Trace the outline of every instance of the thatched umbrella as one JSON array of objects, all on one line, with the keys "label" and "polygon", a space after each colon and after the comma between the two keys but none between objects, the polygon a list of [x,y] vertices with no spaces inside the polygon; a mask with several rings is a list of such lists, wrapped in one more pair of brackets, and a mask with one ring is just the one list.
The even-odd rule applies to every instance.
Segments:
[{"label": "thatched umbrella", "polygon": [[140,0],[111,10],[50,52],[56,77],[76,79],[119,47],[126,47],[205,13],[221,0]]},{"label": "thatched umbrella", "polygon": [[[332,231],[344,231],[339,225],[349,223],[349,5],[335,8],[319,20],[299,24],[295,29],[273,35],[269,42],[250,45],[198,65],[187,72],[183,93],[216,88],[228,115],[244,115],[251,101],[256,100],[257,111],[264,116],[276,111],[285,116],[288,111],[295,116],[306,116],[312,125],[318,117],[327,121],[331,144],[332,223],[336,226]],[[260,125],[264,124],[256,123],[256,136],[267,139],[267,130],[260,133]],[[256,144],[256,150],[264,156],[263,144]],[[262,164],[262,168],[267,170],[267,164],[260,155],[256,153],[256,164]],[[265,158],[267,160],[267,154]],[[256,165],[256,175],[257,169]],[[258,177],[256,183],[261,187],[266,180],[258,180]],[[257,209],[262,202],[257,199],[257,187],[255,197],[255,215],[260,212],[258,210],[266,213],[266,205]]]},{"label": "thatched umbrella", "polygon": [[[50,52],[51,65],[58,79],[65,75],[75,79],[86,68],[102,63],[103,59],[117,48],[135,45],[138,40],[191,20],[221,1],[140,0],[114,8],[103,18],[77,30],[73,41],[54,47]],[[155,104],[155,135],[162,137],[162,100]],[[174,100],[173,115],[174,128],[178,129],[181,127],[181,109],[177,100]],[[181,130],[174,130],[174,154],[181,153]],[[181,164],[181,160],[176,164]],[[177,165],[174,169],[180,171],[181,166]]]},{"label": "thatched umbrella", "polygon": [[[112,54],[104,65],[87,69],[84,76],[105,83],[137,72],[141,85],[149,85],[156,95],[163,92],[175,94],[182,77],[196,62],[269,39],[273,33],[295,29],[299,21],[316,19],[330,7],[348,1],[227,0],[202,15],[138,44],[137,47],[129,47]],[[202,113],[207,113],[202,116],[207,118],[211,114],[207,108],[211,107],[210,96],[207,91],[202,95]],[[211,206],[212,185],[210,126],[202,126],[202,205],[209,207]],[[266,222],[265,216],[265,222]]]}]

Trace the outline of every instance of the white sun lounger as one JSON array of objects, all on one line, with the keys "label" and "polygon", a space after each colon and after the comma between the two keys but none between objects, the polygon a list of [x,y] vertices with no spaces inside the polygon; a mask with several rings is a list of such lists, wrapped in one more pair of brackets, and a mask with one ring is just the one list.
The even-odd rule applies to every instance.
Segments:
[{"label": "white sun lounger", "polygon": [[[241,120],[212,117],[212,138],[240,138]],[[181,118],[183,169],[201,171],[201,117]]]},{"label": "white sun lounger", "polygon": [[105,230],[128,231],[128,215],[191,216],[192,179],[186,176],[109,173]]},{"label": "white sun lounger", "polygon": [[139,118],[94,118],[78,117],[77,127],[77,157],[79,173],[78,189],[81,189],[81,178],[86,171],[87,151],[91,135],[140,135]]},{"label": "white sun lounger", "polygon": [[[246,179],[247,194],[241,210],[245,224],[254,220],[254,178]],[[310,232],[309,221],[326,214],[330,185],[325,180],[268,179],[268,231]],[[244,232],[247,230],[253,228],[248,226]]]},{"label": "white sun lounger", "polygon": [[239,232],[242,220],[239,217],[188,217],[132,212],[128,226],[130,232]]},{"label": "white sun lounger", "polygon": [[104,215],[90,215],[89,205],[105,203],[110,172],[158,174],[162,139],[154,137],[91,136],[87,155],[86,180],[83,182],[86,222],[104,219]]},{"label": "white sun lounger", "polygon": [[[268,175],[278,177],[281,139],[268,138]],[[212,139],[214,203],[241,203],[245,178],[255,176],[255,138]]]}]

++++++++++++++++++++

### ЦЕЛЬ ЗАДАНИЯ
Перепишите записи от строки, в которой есть "Trace the outline of every instance of the white", до самого конца, заменив "Segments" на "Masks". Все остальное оставьте как есть.

### ОТВЕТ К ЗАДАНИЮ
Trace the outline of every instance of the white sun lounger as one JSON array of objects, all on one line, with the keys "label" and "polygon", a space after each colon and after the comma between the two keys but none between objects, the polygon a list of [x,y] vertices with no spaces inside the polygon; a mask with several rings is a list of such lists, wrapped in one more pair of brackets, and a mask with one ring is just the one list.
The even-odd rule applies to every instance.
Masks:
[{"label": "white sun lounger", "polygon": [[[241,120],[212,117],[212,138],[240,138]],[[181,118],[183,169],[201,171],[201,117]]]},{"label": "white sun lounger", "polygon": [[105,230],[128,231],[128,215],[191,216],[192,179],[186,176],[109,173]]},{"label": "white sun lounger", "polygon": [[139,118],[94,118],[78,117],[77,127],[77,157],[79,173],[78,189],[81,189],[81,178],[86,171],[87,151],[91,135],[140,135]]},{"label": "white sun lounger", "polygon": [[[246,179],[247,194],[241,210],[245,224],[254,220],[254,178]],[[310,232],[309,221],[326,214],[330,185],[325,180],[268,179],[268,231]],[[244,232],[247,230],[253,228],[248,226]]]},{"label": "white sun lounger", "polygon": [[239,232],[242,220],[239,217],[188,217],[132,212],[128,226],[130,232]]},{"label": "white sun lounger", "polygon": [[104,215],[90,215],[89,205],[105,203],[110,172],[158,174],[162,139],[154,137],[91,136],[87,155],[86,180],[83,182],[86,222],[104,219]]},{"label": "white sun lounger", "polygon": [[[268,175],[278,177],[281,139],[268,138]],[[212,139],[214,203],[241,203],[245,178],[255,176],[255,138]]]}]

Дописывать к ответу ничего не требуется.